THE RECORDS START

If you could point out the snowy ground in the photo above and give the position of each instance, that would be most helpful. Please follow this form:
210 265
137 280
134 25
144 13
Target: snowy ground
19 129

THE RECORDS END

_WHAT TO PRODUCE_
Copy the full listing word for word.

_SOLUTION BELOW_
If you could point out the snowy ground in the photo above and give the position of each instance, that would be most helpful. Please follow this form:
210 265
137 280
134 25
144 13
Target: snowy ground
19 129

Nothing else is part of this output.